*THE PROBLEM:* Quote the listing in full, exactly as given, minus any pictures.

* * * * *

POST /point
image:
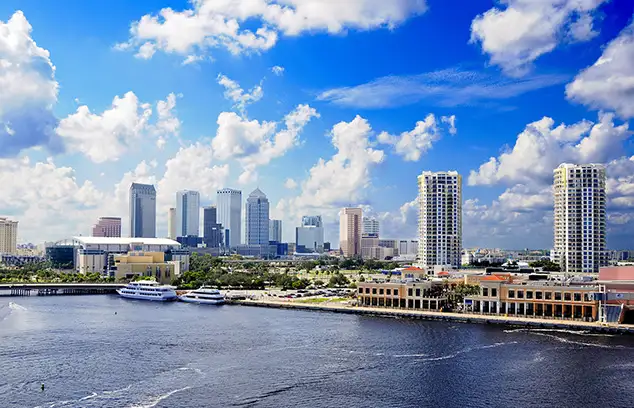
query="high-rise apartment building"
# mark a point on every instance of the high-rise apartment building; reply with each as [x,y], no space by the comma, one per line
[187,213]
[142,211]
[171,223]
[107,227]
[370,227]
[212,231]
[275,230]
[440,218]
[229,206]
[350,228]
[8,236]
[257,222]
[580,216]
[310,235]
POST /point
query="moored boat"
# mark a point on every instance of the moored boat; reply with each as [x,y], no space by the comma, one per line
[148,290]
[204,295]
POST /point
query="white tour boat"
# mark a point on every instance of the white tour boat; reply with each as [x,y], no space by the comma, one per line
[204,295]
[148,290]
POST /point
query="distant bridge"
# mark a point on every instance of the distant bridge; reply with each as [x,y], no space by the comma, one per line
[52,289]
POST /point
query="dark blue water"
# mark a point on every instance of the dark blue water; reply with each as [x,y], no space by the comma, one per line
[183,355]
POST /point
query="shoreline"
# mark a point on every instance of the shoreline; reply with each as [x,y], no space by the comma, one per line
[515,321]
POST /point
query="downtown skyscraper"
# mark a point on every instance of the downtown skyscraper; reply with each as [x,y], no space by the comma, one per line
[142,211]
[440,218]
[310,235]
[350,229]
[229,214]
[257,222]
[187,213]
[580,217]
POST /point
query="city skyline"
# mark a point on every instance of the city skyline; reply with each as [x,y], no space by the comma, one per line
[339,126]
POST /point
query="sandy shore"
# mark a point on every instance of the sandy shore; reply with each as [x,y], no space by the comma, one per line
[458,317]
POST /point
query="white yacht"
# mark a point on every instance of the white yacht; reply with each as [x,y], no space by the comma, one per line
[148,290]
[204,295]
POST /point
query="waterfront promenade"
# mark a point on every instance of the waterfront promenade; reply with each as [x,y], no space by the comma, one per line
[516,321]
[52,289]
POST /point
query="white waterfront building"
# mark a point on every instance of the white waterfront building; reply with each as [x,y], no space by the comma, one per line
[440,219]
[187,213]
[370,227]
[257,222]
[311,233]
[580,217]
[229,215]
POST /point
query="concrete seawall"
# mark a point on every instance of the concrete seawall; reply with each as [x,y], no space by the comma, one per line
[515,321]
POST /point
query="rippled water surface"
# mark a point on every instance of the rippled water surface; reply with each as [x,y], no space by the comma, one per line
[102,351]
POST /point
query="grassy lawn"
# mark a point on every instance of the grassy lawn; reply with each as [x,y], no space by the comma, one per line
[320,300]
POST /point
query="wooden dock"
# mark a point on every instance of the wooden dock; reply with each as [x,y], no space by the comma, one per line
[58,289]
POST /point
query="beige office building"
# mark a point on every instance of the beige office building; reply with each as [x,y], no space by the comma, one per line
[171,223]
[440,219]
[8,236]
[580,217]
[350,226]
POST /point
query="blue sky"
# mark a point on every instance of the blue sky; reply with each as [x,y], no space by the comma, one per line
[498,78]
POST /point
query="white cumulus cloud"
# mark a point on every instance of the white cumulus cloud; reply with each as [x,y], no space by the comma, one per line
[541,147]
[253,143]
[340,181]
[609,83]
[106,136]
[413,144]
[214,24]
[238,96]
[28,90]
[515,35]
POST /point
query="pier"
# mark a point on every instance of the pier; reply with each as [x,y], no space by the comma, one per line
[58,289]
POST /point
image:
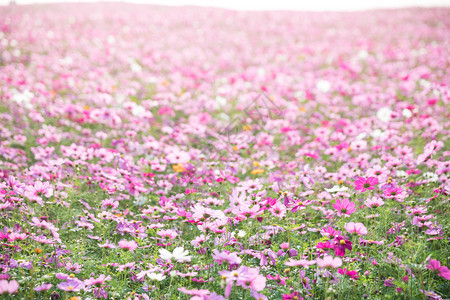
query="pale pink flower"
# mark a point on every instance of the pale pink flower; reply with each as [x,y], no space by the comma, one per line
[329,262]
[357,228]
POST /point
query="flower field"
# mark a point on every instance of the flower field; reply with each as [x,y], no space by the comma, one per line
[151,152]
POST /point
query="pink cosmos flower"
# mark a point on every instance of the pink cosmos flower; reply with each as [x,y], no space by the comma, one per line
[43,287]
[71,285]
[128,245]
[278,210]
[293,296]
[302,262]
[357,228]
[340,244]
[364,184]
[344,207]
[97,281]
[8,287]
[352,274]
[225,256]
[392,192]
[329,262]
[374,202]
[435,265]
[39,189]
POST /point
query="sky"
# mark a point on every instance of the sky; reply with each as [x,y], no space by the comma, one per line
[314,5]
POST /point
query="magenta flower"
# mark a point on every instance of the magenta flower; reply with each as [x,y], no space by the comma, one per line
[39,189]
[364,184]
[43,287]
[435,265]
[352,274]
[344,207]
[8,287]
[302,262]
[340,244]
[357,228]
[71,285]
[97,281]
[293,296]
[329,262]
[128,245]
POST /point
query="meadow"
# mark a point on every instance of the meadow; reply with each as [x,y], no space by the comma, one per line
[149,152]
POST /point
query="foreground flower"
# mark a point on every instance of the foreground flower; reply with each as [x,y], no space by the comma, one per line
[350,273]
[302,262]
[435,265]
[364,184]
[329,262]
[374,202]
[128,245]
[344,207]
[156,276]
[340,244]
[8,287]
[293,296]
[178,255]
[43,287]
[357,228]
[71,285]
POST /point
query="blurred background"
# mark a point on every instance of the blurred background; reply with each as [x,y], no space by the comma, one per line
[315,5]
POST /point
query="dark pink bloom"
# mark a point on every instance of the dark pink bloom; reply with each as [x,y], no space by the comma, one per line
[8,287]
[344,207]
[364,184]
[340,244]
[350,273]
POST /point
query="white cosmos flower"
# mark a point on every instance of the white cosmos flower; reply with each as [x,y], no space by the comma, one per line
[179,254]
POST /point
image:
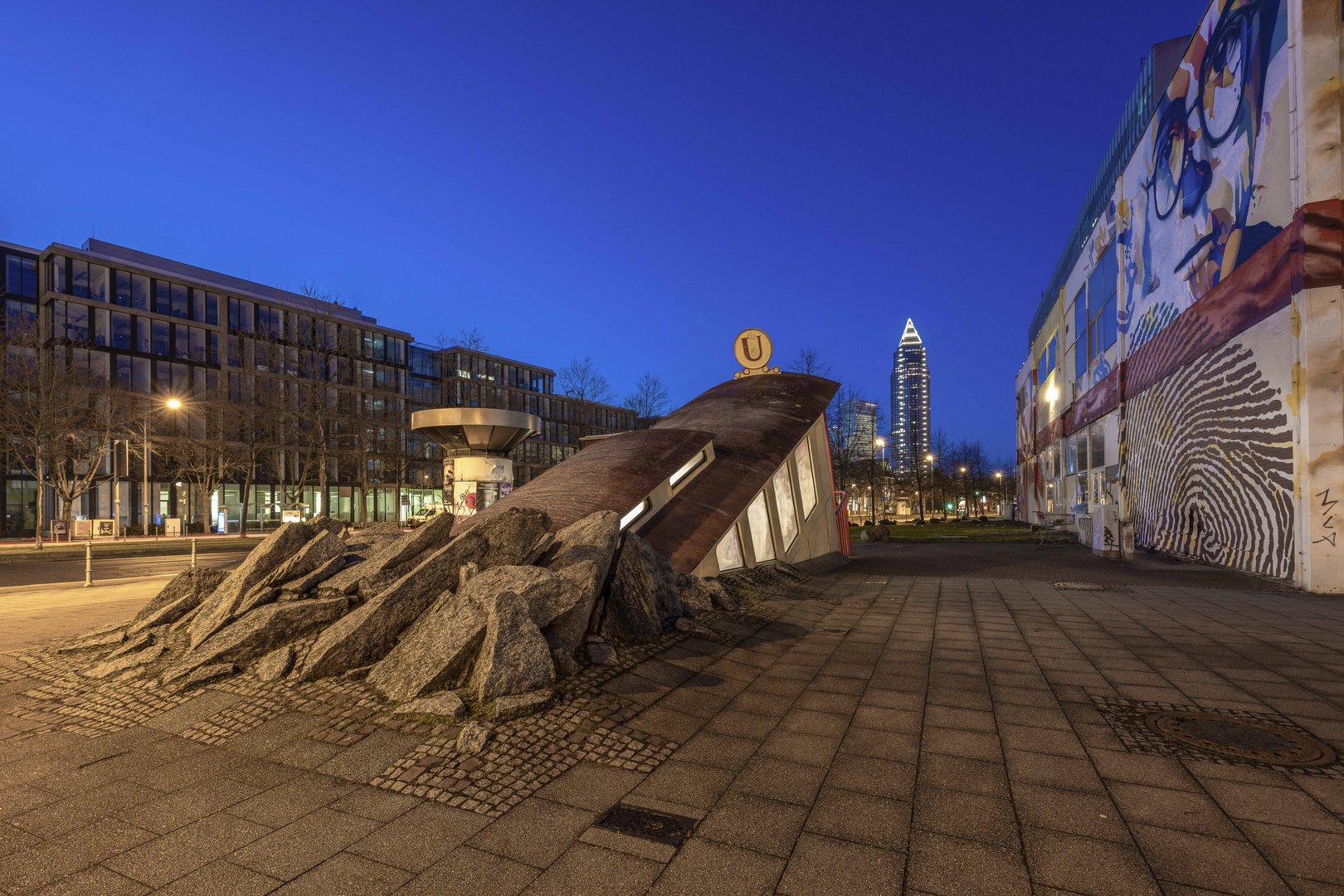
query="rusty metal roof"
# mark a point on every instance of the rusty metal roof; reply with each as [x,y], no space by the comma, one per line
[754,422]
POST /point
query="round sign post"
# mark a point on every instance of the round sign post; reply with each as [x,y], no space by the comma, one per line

* * * * *

*FINISHED EXERCISE:*
POST /point
image:
query="high-rise apartment building"
# mark a point on every instance of the high-rise apartment building; reply with each as [x,y], no space by the comma, one per line
[187,213]
[142,211]
[171,223]
[107,227]
[370,227]
[212,231]
[275,230]
[440,218]
[229,206]
[350,228]
[8,236]
[257,222]
[580,216]
[310,235]
POST /point
query="moored boat"
# mark a point on every instance of the moored boat; reply with each as [x,y], no space by the comma, one per line
[148,290]
[204,295]
POST /point
query="white tour boat"
# mark a point on every instance of the white tour boat; reply with each as [x,y], no space by the comma, one per line
[204,295]
[148,290]
POST /point
query="distant bridge"
# mark a point on every instance of the distant bridge; reply with each as [x,y], no space by the comma, one per line
[52,289]
POST /point
query="dark blue water"
# mark a point on every instance of the dark blue water; reply with each as [x,y], no space by the comma, one per line
[183,355]
POST /point
query="shoreline"
# mark a point on every instance of the shoreline; reply with each as [x,y], no space by the comma, one per line
[515,321]
POST /point
query="downtown skyscraper"
# mark a point on every instance of the downtown skyscraper; reply with each as [x,y], no space by the comma, one per line
[142,211]
[440,218]
[310,235]
[350,229]
[229,214]
[257,222]
[187,213]
[580,217]
POST /point
query="city skyline"
# mark a point on every instance of the city skyline; reply with each as [x,y], no space by the comma, one per line
[339,126]
POST /point
query="sandy shore"
# mark a point on every instance of the sandy shore; reply with each as [x,y], no space by the comma, one per line
[458,317]
POST /point
query="white yacht"
# mark a point on every instance of the white yacht; reply with each as [x,y], no space by the comma, one per line
[148,290]
[204,295]
POST /point
query="waterfront promenade"
# mark a point on every instance of the waterfront promenade; reply with each as [x,y], no space by the comma, one per line
[516,321]
[52,289]
POST /point
query="white waterfront building"
# mark a point on every instance of the white waterfront building; reply with each as [x,y], no space by the comma, one per line
[440,219]
[187,213]
[370,227]
[257,222]
[311,233]
[580,217]
[229,215]
POST /point
query="concrete seawall"
# mark a point on every instance of the concrete seawall; reply with each as [x,y], no space by the comma, one per line
[515,321]
POST /point
query="rippled water surface"
# mark a point on every instance of the rippled water surface; reply with each as [x,y], no space by the comma, one per line
[102,351]
POST /point
query="grassy lawn"
# mark a point on every instance of the grassy lawn; reply with each as [x,y], no space by the comma, one per line
[320,300]
POST /point
query="wooden dock"
# mark a point on every instance of the wooden dock; reply with each as [x,y], no space by the comma, one per line
[58,289]
POST /point
query="beige office building"
# mark a point on every instance of the beige office building; reply with each as [x,y], no space by the comma, one per line
[171,223]
[440,219]
[8,236]
[580,217]
[350,226]
POST /point
query="blue sky"
# mark a point on every instance of the blue sky; reply with each as [x,y], no space by the comma, one per line
[498,78]
POST /point
query="white cumulus cloud"
# mark a point on every instance of the white cumulus cloud; reply with each as [x,y], no space by the comma, one per line
[541,147]
[253,143]
[340,181]
[609,83]
[106,136]
[413,144]
[214,24]
[238,96]
[28,90]
[515,35]
POST /point
query="pier"
# mark a point on every instance of the pier; reply with each as [x,y], no space by the comma, one per line
[58,289]
POST /point
image:
query="pale pink flower"
# mark a point on every instance of the pale pink flower; reply with each as [x,y], no space by the comma, one per line
[329,262]
[357,228]
POST /point
query="flower field"
# mark a point on every instance of the flower field; reply with each as [x,y], no space by the comma, one per line
[151,152]
POST /point
query="pink cosmos flower"
# mark a point on every instance of the pink cosmos flower; reply with each as [x,y], no space by the comma, one per line
[43,287]
[71,285]
[128,245]
[278,210]
[293,296]
[302,262]
[357,228]
[340,244]
[364,184]
[344,207]
[97,281]
[8,287]
[352,274]
[225,256]
[392,192]
[329,262]
[374,202]
[435,265]
[39,189]
POST /point
query="sky"
# mark a point on every instance of the sky; reply with each as [x,y], no space by the comma, one per line
[314,5]
POST /point
query="magenta flower"
# mark a point on every instance of the magenta flower; reply with each as [x,y], no space by the comma, one per line
[39,189]
[364,184]
[43,287]
[435,265]
[352,274]
[344,207]
[8,287]
[302,262]
[340,244]
[357,228]
[71,285]
[97,281]
[293,296]
[329,262]
[128,245]
POST /point
query="meadow"
# mark a point on every instance of the meadow; reply with each as [x,y], no space by the comma, one per line
[149,152]
POST /point
query="foreground flower"
# mark a point on every instance of the foreground flower; reply with each as [x,y], no space by the comma, one per line
[350,273]
[302,262]
[435,265]
[364,184]
[329,262]
[374,202]
[128,245]
[344,207]
[156,276]
[340,244]
[8,287]
[293,296]
[178,255]
[43,287]
[357,228]
[71,285]
POST /point
query="blurred background"
# mark a point on every instance of the blurred background; reply with each as [x,y], no space by the comma, one per line
[315,5]
POST /point
query="dark pink bloom"
# mark a point on every instance of the dark pink bloom; reply with each as [x,y], no space by the comma, one per line
[8,287]
[344,207]
[364,184]
[340,244]
[350,273]
POST /point
query="white cosmos flower"
# mark a point on every instance of the white cosmos flower; reply with each as [x,y], no space by the comma, one per line
[179,254]
POST /point
image:
query="rusty metal roof"
# mark a point on every instance of the rusty metal roof; reply with each as [x,y], no space by the comma, one per line
[754,422]
POST /point
query="round sign post"
# mark a point on every instance of the round sign post; reply with each as [x,y], no space by the comma, one per line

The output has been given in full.